PROBLEM STATEMENT: Given the entries that follow, write out exactly the lines starting at the one containing "Target: torii left pillar" and ending at the one containing "Target: sky", both ends included, and only those.

SUPPLIED RECORDS:
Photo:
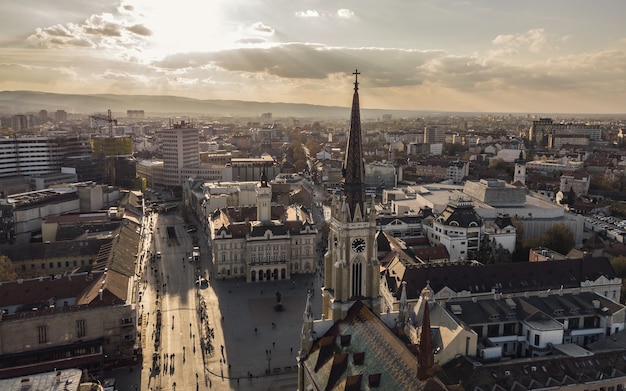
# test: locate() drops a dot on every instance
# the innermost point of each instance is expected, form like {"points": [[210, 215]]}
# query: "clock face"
{"points": [[358, 245]]}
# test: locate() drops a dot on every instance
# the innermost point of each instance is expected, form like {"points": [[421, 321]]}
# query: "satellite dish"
{"points": [[559, 197]]}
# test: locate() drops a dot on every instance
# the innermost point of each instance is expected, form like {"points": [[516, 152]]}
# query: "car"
{"points": [[202, 282]]}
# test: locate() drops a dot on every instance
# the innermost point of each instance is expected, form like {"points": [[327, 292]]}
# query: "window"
{"points": [[42, 333], [81, 330]]}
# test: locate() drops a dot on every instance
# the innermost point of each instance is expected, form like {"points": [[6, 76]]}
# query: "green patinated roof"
{"points": [[331, 361]]}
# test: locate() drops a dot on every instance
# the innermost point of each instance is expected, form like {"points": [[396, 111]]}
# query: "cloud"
{"points": [[247, 41], [139, 29], [345, 13], [308, 14], [534, 40], [119, 30], [261, 28]]}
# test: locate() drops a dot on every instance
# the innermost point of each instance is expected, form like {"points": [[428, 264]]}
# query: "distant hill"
{"points": [[19, 102]]}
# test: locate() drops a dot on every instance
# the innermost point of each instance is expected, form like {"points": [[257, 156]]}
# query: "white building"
{"points": [[37, 155], [262, 242], [181, 150], [459, 228]]}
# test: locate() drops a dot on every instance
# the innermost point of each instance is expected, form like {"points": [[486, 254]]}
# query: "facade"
{"points": [[354, 346], [28, 210], [530, 326], [459, 228], [37, 155], [578, 182], [471, 280], [180, 148], [491, 198], [262, 242], [457, 171], [545, 129], [380, 176], [79, 321]]}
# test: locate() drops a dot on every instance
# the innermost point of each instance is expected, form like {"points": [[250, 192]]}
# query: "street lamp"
{"points": [[268, 357]]}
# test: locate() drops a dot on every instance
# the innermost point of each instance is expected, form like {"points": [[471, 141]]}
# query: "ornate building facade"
{"points": [[263, 243]]}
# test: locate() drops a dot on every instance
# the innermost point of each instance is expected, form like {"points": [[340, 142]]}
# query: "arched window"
{"points": [[357, 274]]}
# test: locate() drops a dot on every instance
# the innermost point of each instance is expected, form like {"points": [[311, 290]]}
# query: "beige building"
{"points": [[263, 242], [83, 320]]}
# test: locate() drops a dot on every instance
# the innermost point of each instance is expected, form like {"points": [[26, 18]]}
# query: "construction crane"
{"points": [[107, 119]]}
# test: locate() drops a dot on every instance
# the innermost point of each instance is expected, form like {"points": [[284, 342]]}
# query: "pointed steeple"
{"points": [[426, 358], [306, 334], [264, 178], [354, 166]]}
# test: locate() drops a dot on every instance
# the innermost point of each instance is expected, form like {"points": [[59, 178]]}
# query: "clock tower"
{"points": [[351, 270]]}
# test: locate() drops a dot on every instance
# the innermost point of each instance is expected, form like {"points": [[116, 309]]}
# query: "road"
{"points": [[170, 290], [259, 344]]}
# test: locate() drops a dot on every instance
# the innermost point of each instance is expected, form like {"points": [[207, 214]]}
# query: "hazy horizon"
{"points": [[450, 56]]}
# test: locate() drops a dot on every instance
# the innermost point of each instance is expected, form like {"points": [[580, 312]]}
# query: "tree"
{"points": [[618, 209], [7, 269]]}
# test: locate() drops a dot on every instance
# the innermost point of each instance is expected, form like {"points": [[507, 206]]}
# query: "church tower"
{"points": [[351, 270], [520, 169], [264, 200]]}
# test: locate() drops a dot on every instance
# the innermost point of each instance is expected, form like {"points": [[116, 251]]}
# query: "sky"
{"points": [[548, 56]]}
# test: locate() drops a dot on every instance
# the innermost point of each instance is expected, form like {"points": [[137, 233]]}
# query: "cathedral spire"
{"points": [[426, 358], [354, 166]]}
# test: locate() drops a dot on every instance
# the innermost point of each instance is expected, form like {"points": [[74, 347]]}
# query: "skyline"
{"points": [[482, 56]]}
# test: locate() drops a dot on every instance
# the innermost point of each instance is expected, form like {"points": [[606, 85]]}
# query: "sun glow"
{"points": [[177, 30]]}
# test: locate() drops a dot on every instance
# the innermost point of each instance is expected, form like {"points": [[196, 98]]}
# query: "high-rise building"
{"points": [[36, 155], [180, 149], [434, 135], [60, 116]]}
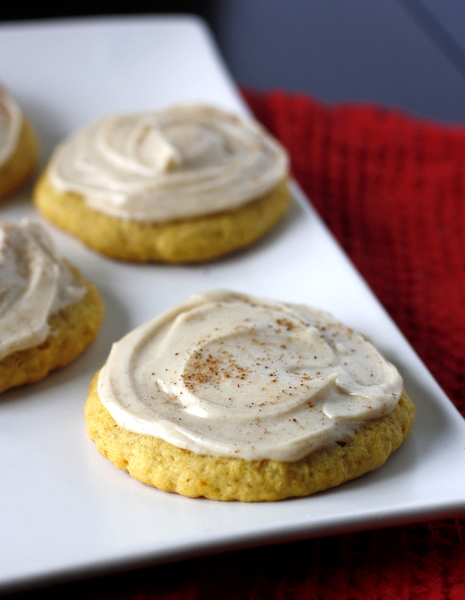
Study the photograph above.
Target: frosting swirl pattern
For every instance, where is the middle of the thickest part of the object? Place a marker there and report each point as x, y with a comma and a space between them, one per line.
10, 125
233, 375
35, 283
182, 162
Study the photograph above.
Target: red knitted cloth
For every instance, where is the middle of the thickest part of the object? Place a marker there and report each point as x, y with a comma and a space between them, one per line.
392, 190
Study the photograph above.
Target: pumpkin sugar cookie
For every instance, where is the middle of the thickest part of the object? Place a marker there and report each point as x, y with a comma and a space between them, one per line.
49, 314
185, 184
233, 397
19, 154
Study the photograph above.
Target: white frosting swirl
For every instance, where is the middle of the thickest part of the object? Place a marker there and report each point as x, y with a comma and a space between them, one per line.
10, 125
35, 283
178, 163
234, 375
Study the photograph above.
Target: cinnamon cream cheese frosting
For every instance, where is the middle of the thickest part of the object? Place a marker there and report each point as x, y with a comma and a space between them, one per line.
10, 125
178, 163
233, 375
35, 283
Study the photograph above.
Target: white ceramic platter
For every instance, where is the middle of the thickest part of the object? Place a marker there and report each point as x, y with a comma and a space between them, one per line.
64, 510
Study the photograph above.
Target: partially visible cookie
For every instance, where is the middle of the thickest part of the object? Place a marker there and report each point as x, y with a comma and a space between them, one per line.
233, 397
187, 184
49, 314
18, 146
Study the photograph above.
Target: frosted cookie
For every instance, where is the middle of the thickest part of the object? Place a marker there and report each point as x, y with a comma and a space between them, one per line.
233, 397
186, 184
18, 146
49, 313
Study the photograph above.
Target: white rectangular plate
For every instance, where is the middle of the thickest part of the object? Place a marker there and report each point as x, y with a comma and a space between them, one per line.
66, 511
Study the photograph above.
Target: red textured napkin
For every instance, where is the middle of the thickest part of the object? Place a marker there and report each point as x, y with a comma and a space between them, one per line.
392, 190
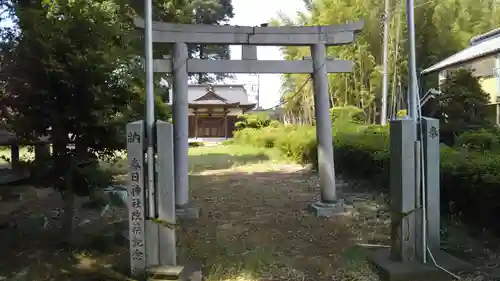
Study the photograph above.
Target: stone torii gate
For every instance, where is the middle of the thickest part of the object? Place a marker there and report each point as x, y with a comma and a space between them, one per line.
317, 37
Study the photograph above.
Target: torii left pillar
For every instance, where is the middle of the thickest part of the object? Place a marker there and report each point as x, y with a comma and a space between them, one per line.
180, 109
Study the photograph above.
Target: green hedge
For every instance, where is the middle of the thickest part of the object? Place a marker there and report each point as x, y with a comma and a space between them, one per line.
470, 179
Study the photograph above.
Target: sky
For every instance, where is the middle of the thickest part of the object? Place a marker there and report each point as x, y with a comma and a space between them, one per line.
254, 13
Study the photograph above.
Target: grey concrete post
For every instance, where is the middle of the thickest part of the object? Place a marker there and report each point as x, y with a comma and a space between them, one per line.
136, 202
14, 156
402, 189
180, 114
323, 125
166, 192
432, 180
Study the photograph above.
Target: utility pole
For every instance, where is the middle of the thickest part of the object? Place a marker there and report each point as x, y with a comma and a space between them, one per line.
385, 58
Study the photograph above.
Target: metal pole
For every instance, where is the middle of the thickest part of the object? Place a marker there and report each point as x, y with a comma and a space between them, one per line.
181, 117
150, 105
412, 65
323, 125
385, 58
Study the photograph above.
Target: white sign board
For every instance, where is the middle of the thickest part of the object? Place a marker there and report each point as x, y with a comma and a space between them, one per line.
135, 157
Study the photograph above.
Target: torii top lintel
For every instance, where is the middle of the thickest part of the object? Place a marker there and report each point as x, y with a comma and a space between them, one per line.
245, 35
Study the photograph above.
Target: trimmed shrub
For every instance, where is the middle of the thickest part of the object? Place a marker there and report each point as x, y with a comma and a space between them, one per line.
470, 179
481, 140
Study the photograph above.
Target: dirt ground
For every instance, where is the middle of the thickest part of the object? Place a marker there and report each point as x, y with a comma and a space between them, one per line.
254, 226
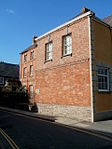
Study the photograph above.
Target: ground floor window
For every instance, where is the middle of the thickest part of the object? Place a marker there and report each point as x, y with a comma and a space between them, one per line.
103, 79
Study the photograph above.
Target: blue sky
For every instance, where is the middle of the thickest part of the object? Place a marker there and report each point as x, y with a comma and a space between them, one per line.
21, 19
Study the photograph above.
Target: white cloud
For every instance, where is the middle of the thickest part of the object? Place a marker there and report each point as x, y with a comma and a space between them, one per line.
10, 11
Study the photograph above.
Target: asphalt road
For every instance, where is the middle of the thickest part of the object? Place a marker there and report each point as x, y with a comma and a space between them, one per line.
31, 133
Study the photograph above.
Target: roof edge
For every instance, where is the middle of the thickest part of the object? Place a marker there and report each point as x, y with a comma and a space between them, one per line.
65, 24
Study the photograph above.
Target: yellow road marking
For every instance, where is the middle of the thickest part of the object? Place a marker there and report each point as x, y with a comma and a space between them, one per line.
9, 140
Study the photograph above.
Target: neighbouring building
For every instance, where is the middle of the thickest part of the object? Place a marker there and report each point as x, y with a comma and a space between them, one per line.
9, 76
68, 70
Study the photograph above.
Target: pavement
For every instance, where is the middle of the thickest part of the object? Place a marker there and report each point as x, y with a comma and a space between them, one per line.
101, 126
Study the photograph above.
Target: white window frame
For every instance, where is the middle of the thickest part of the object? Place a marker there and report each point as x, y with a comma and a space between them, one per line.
31, 55
25, 57
102, 89
31, 90
48, 51
24, 72
67, 44
31, 70
2, 80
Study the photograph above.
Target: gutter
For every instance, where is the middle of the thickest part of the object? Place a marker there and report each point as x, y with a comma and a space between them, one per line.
65, 24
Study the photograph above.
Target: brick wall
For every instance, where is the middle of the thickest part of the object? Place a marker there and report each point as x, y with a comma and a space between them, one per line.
64, 80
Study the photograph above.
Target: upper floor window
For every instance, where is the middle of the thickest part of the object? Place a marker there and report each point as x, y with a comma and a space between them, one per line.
67, 44
31, 90
25, 58
48, 51
24, 72
103, 79
31, 55
31, 70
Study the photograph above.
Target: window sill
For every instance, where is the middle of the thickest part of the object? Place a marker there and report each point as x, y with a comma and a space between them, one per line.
66, 55
48, 61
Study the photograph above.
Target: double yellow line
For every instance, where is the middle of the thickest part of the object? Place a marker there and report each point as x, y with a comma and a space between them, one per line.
9, 140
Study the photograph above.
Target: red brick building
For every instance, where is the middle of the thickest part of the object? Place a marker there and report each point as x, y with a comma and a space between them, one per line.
57, 69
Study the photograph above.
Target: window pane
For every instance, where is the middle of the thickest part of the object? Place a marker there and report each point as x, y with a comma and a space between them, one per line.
49, 51
31, 90
67, 45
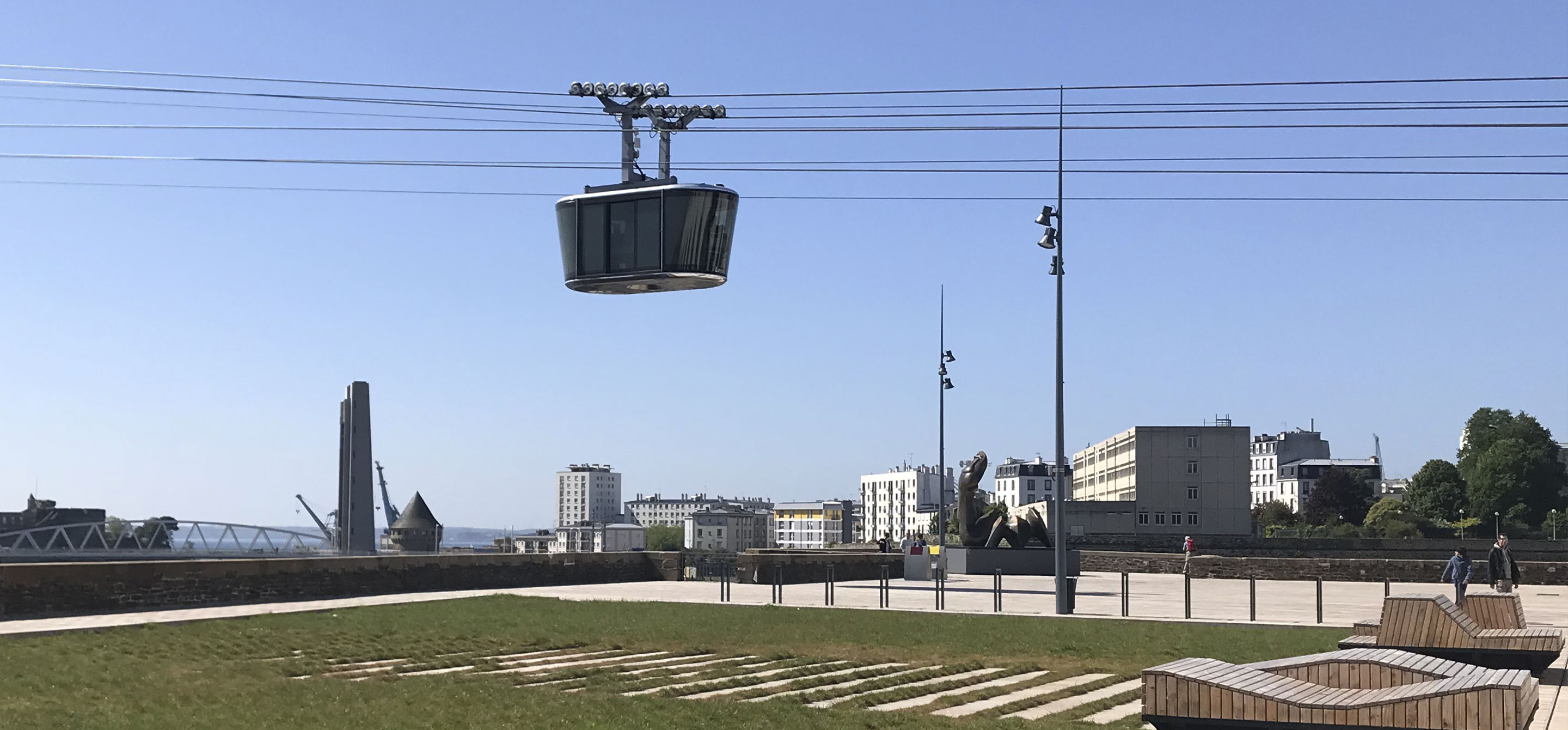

RESULT:
Target: torii left pillar
For every instance, where is the middle of the thickest part of the object? Place a marker there and report each point as x, y with a comma and a space between them, one per line.
180, 109
Study the photograph above.
Target: green hedge
For every instance, where is the middle of the thickest part of the object? Place a marker there and report each point as x, y with a comma and a space between them, one per line.
470, 179
Study the photograph above.
Target: sky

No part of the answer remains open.